Еще интересно, что именно используется или, точнее, что оказывается использованным. Это интересно, поскольку тексты каждого следующего нового времени не станут выбирать трупы, чтобы входить с ними в отношения. Факт возникновения отношений мертвый текст не оживит, но если он живой, то ему станет веселее. Например, судя по всему:
Прибрежные камни размечал, Счищал с камней плесень, В длинной рубахе, как мадонна, Подвижный, северного склада.
Расчищал камни, Механически передвигаясь, Без инструмента, без питьевой воды, В одной рубахе.
— является аутентичным теперь изложением «Соловьиного сада» Блока. Про поляков уже сказано, можно добавить и Андрея Платонова: «каждый суп накормит человека», «страдания приравнивались к осмысленной речи». Если бы Платонов писал стихи, эти он бы непременно сочинил:
Как истопники умирают, кричали Погружаясь в воду, серебрясь Как шли в глубь страны прекрасно Пели прекрасно.
По правде, рецензент вовсе не уверен в том, что Платонов мог бы это написать, да, собственно, при чем тут Платонов или, скажем, Заболоцкий («…где женщина, как дерево нагая, глядит в окно, как в мощный телескоп»). Все эти сравнения ничего не навязывают автору, лишь сообщают о возможностях восприятия его историй. Что любопытно, такой вариант им предполагается:
Я обращаюсь к бегущим товарищам: «Который час, дорогие мои?» Они отвечали: «Прощай, Александр, Мы погибли, нам нужно идти».
Они провидчески отвечали: «Ты распрямишься, станешь субподрядчик, Александр!» Я пританцовывал, обмирая от страха. Я не был Александром.
Все это другая история, о том, как на глазах — конкретно, в глазах читающего — все это начинает быть тут, «И грузовик сгорает осторожно, / Как для формальной красоты». Все это о длящемся настоящем.

- [РАЗДЕЛ ДАННЫХ]:
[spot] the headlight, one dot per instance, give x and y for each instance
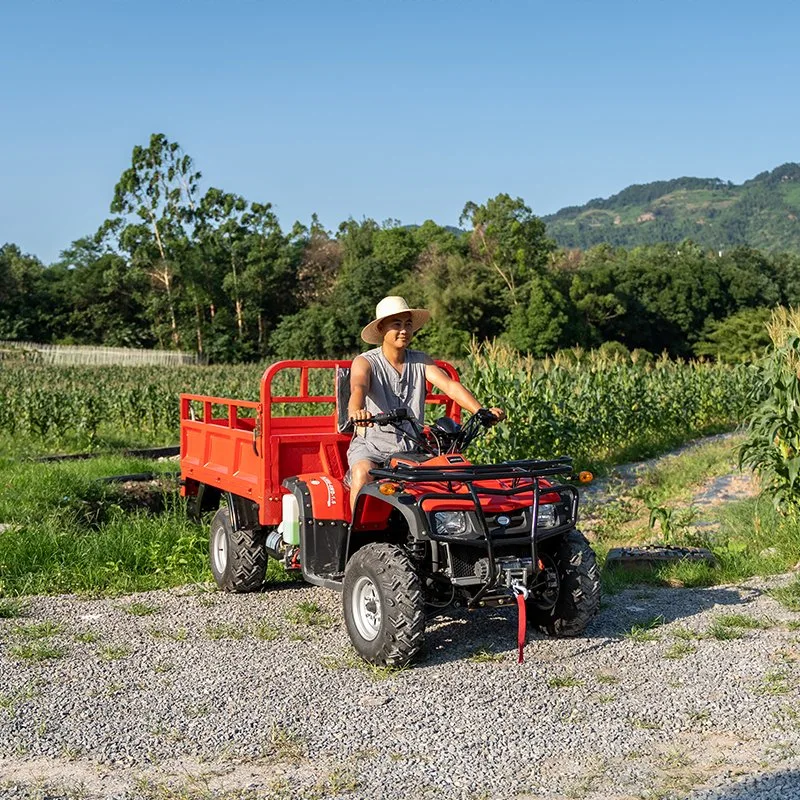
(450, 523)
(547, 516)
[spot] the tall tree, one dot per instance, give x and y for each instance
(159, 188)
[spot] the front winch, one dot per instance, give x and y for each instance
(509, 570)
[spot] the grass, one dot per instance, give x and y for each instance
(37, 630)
(11, 608)
(310, 614)
(722, 632)
(114, 652)
(225, 631)
(644, 631)
(141, 609)
(36, 651)
(679, 650)
(484, 655)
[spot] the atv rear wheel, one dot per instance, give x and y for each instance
(384, 609)
(238, 558)
(578, 596)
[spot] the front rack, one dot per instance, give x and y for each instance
(525, 476)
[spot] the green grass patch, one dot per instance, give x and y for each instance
(308, 613)
(645, 631)
(11, 608)
(679, 650)
(225, 631)
(141, 610)
(484, 655)
(722, 632)
(37, 630)
(36, 651)
(788, 596)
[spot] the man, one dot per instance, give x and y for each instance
(393, 376)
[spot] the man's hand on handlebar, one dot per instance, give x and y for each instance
(491, 416)
(362, 418)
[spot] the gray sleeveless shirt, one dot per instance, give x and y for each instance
(389, 390)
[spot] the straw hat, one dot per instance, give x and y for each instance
(388, 307)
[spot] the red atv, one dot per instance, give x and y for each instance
(432, 531)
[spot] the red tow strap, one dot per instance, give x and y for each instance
(522, 628)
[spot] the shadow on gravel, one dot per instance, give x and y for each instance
(776, 786)
(459, 633)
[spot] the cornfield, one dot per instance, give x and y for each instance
(590, 407)
(600, 408)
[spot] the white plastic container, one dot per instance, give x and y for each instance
(291, 519)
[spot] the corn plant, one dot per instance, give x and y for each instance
(772, 447)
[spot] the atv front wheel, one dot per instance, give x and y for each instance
(238, 558)
(384, 609)
(578, 591)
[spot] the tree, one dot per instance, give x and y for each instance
(509, 238)
(159, 188)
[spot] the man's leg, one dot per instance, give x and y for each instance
(359, 475)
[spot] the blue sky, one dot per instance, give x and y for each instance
(403, 109)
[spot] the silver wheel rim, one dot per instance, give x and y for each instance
(220, 551)
(366, 608)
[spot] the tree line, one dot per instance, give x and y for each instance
(216, 273)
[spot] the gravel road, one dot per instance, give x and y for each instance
(199, 694)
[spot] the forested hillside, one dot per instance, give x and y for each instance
(762, 213)
(216, 273)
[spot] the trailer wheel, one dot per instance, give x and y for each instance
(238, 558)
(384, 609)
(578, 591)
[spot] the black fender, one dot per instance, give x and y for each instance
(323, 543)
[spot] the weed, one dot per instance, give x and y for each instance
(12, 608)
(788, 596)
(644, 631)
(679, 650)
(37, 630)
(308, 613)
(722, 632)
(685, 634)
(141, 609)
(645, 724)
(113, 652)
(36, 651)
(87, 637)
(225, 631)
(563, 681)
(743, 621)
(483, 655)
(177, 635)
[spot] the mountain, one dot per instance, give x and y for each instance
(763, 212)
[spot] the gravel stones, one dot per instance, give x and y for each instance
(193, 687)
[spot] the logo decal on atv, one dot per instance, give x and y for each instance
(331, 491)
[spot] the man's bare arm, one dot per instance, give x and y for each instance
(359, 386)
(456, 390)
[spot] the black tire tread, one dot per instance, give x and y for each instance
(247, 556)
(404, 634)
(579, 598)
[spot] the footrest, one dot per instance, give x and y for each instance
(651, 556)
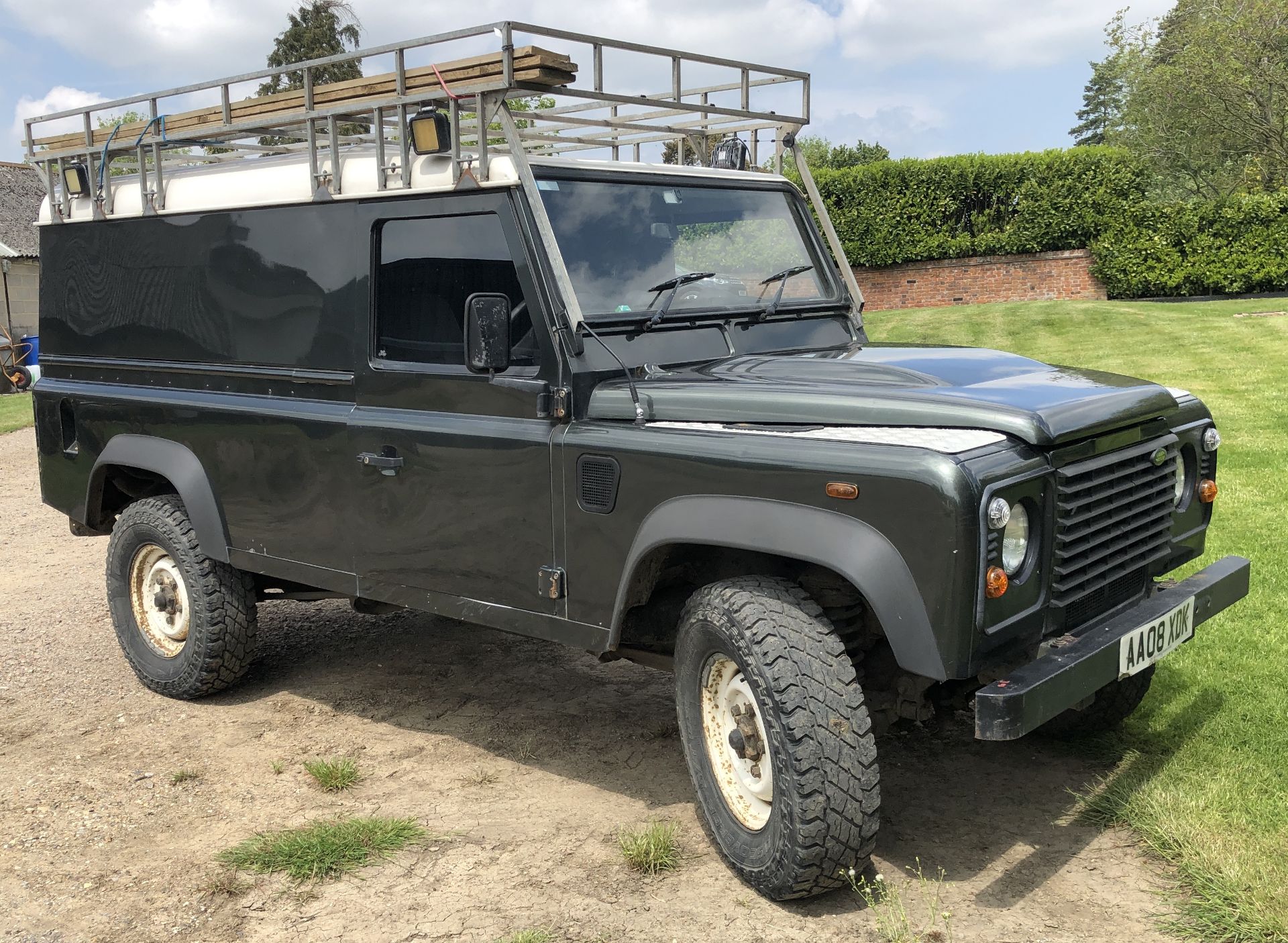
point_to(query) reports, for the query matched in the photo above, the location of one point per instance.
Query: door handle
(388, 464)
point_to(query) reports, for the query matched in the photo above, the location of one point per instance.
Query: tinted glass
(428, 268)
(621, 239)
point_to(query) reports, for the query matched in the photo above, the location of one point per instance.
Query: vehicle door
(453, 495)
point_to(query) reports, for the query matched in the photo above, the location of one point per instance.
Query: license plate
(1143, 647)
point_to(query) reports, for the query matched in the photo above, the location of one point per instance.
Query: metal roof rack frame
(582, 119)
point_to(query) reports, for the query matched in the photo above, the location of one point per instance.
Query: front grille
(1097, 601)
(1113, 521)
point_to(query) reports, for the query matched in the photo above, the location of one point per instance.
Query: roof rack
(562, 113)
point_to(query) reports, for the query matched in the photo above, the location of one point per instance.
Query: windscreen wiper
(674, 285)
(781, 277)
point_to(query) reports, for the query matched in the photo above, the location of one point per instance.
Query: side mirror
(487, 333)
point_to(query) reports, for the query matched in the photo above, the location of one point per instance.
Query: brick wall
(23, 297)
(981, 280)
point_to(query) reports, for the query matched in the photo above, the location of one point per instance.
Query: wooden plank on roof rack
(532, 66)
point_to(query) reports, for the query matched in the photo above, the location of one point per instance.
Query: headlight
(1015, 540)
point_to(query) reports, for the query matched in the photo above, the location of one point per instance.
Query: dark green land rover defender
(625, 406)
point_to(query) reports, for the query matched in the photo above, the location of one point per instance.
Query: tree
(1206, 95)
(1100, 115)
(317, 29)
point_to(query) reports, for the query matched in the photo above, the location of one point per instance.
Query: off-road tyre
(826, 798)
(222, 623)
(1113, 703)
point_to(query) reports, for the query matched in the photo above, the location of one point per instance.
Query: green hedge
(1229, 248)
(947, 207)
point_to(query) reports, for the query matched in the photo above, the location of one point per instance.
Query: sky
(924, 78)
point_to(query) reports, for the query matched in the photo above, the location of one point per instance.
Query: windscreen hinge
(561, 399)
(550, 583)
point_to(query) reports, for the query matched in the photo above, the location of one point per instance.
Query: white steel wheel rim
(159, 598)
(746, 777)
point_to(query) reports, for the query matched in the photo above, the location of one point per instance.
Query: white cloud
(58, 98)
(995, 34)
(141, 46)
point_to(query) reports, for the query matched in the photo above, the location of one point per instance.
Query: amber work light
(996, 583)
(431, 132)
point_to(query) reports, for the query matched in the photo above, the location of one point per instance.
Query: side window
(428, 268)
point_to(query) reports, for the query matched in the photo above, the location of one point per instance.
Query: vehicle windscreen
(620, 240)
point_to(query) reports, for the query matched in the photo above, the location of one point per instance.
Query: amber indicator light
(843, 490)
(995, 583)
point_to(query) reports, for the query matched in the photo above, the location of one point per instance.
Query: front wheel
(186, 623)
(777, 736)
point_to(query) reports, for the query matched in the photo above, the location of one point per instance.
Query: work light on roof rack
(431, 132)
(729, 154)
(75, 179)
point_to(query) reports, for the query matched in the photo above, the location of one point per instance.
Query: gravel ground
(97, 844)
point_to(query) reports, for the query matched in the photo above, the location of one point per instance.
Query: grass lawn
(1202, 771)
(15, 411)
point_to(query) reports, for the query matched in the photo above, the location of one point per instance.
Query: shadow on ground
(949, 801)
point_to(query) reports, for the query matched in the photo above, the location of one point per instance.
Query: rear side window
(428, 268)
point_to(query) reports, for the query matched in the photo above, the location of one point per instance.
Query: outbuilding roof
(21, 195)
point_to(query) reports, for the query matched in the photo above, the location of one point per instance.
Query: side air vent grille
(596, 483)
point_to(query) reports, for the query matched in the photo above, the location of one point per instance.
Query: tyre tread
(222, 597)
(834, 764)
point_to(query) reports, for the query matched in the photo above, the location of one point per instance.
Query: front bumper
(1047, 686)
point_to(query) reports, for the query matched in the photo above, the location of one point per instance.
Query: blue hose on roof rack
(102, 160)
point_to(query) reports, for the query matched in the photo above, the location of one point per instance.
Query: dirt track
(96, 844)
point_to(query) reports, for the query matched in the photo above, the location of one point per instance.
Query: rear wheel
(186, 623)
(1112, 705)
(775, 736)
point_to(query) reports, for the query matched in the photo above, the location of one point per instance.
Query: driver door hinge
(550, 583)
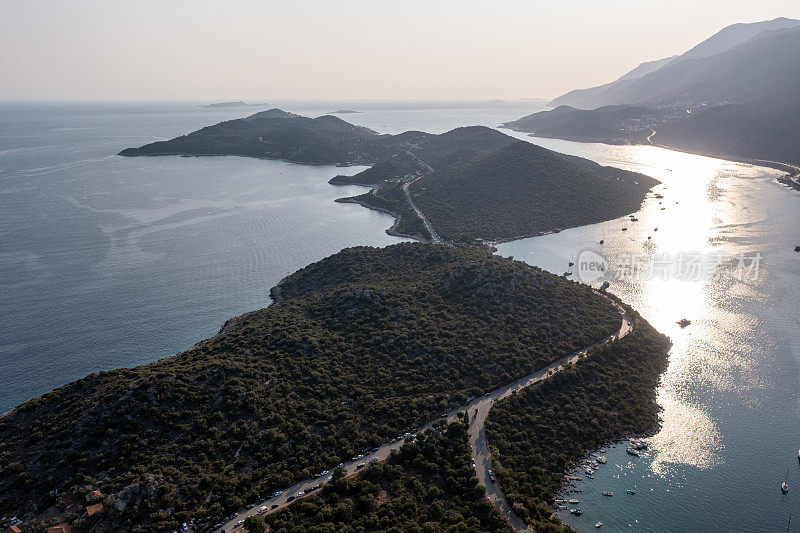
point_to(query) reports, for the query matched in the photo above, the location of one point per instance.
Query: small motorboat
(784, 485)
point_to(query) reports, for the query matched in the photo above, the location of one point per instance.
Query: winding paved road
(434, 236)
(478, 410)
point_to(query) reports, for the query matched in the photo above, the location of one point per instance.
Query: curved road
(477, 441)
(434, 236)
(479, 410)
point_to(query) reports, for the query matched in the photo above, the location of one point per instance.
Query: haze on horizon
(347, 49)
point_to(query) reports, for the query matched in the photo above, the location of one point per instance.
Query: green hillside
(361, 347)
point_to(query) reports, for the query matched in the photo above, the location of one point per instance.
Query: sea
(109, 262)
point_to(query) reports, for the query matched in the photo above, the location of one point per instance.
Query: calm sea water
(108, 261)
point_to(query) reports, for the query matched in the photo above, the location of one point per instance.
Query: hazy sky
(262, 50)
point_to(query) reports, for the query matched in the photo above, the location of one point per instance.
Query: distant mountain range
(473, 183)
(735, 95)
(232, 104)
(685, 77)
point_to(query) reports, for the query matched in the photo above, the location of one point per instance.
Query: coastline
(791, 179)
(393, 229)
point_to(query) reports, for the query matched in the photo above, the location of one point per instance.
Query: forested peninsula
(472, 183)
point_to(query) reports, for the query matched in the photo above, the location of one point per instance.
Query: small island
(357, 349)
(469, 185)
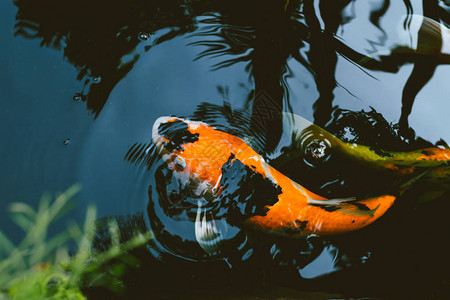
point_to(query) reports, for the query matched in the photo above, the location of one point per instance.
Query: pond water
(83, 82)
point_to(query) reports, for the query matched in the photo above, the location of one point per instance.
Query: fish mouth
(157, 138)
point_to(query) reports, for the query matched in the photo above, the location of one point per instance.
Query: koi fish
(197, 151)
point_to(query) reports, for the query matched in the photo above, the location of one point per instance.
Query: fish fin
(346, 206)
(208, 233)
(352, 210)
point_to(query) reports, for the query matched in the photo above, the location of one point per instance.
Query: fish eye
(180, 162)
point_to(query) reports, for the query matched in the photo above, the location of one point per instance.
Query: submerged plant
(40, 266)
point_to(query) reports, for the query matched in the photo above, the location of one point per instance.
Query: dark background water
(98, 74)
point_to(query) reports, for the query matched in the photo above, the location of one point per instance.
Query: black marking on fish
(245, 192)
(294, 228)
(177, 132)
(381, 152)
(300, 225)
(328, 208)
(426, 152)
(360, 206)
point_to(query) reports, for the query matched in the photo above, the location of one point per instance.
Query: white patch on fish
(207, 233)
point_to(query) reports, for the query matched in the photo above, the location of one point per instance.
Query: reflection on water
(369, 72)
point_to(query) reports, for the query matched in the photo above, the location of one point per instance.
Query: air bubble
(143, 36)
(77, 97)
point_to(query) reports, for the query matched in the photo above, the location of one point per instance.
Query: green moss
(39, 267)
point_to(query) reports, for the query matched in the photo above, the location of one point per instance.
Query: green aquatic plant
(40, 267)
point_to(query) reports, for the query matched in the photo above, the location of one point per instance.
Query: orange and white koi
(198, 151)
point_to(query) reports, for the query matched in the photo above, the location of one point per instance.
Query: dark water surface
(82, 83)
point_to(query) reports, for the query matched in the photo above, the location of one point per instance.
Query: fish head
(192, 149)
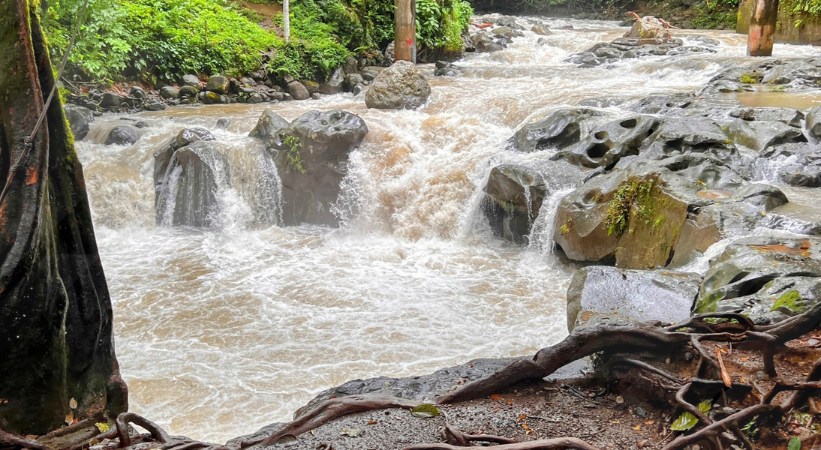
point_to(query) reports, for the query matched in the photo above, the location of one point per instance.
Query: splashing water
(222, 331)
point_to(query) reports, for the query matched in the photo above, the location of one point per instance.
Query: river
(220, 332)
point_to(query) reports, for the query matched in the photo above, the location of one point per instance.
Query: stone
(189, 91)
(187, 194)
(122, 135)
(79, 118)
(218, 84)
(169, 92)
(606, 294)
(401, 86)
(298, 91)
(269, 128)
(110, 100)
(313, 163)
(334, 84)
(191, 80)
(766, 278)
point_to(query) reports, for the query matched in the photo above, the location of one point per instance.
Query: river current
(222, 331)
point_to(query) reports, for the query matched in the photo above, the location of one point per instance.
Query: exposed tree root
(546, 444)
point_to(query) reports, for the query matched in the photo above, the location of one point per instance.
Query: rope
(80, 19)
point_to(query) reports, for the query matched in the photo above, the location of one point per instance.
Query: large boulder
(647, 214)
(188, 195)
(122, 135)
(401, 86)
(269, 128)
(313, 162)
(601, 293)
(79, 118)
(163, 156)
(765, 278)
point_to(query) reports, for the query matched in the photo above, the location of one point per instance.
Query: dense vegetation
(153, 40)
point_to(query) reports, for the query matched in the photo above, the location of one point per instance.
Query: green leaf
(687, 421)
(426, 411)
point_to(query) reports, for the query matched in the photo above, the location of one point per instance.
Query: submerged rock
(79, 118)
(604, 294)
(765, 278)
(400, 86)
(313, 162)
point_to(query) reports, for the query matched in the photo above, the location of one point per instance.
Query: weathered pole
(286, 19)
(405, 26)
(762, 28)
(57, 359)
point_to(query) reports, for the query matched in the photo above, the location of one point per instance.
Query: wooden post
(762, 28)
(286, 19)
(405, 25)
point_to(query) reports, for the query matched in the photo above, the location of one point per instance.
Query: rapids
(220, 332)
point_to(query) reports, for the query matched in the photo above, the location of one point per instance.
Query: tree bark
(56, 336)
(762, 28)
(405, 26)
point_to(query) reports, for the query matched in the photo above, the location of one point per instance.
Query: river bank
(416, 186)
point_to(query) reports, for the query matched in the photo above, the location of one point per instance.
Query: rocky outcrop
(607, 294)
(765, 278)
(313, 163)
(270, 129)
(122, 135)
(400, 86)
(650, 214)
(187, 195)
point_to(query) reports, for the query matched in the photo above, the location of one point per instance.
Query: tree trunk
(286, 19)
(762, 28)
(56, 336)
(405, 26)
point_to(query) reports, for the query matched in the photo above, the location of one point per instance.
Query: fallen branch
(546, 444)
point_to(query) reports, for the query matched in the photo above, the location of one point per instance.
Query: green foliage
(789, 301)
(440, 23)
(687, 420)
(633, 192)
(152, 39)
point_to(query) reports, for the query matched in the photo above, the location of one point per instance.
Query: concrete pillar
(762, 28)
(405, 25)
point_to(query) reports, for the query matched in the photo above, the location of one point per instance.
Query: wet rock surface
(766, 278)
(313, 162)
(604, 294)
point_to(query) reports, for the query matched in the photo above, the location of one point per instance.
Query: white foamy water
(221, 332)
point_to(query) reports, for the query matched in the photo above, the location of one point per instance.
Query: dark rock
(401, 86)
(352, 80)
(313, 162)
(187, 192)
(189, 91)
(218, 84)
(369, 73)
(270, 128)
(765, 278)
(607, 294)
(169, 92)
(334, 84)
(298, 91)
(647, 214)
(558, 130)
(111, 100)
(191, 80)
(813, 123)
(136, 92)
(79, 118)
(122, 135)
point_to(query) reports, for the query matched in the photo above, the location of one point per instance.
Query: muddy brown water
(222, 331)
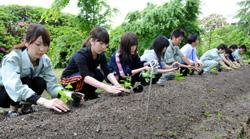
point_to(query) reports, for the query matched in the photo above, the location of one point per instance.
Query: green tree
(244, 15)
(155, 20)
(212, 22)
(92, 13)
(66, 37)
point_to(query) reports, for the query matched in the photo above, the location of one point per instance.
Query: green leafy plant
(214, 70)
(219, 116)
(179, 76)
(126, 83)
(62, 93)
(207, 114)
(147, 75)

- [ЗАДАНИЕ A]:
Соответствуют ли исследуемому тексту утверждения (i), (ii) и (iii)? Для каждого ответьте «да» или «нет» и точно процитируйте решающие слова текста.
(i) Рецензент уверен, что Платонов мог бы написать приведенные стихи про истопников.
(ii) Сравнения с другими авторами ничего не навязывают автору.
(iii) Мертвый текст оживает от самого факта возникновения отношений.
- [ЗАДАНИЕ B]:
Ответьте по исследуемому тексту на три коротких вопроса:
(i) Изложением какого произведения Блока названы стихи о прибрежных камнях?
(ii) Кем, по словам товарищей, станет Александр?
(iii) О чем, согласно последней фразе текста, «все это»?

- [ОТВЕТ A]:
(i) Нет: «По правде, рецензент вовсе не уверен в том, что Платонов мог бы это написать».
(ii) Да: «Все эти сравнения ничего не навязывают автору, лишь сообщают о возможностях восприятия его историй».
(iii) Нет: «Факт возникновения отношений мертвый текст не оживит».

- [ОТВЕТ B]:
(i) Изложением «Соловьиного сада».
(ii) Субподрядчиком.
(iii) О длящемся настоящем.